> What is being asked: Please update the listing below so that "wooden chair" becomes "folding chair", with nothing else changed.

> Rows:

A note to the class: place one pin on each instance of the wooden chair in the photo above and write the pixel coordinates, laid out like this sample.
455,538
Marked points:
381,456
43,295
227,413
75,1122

> Answer to the exercise:
A note to the class: place one pin on each instance of the folding chair in the photo above and write the pixel coordinates, laid out like this sample.
455,538
Marked points:
381,456
43,295
227,413
75,1122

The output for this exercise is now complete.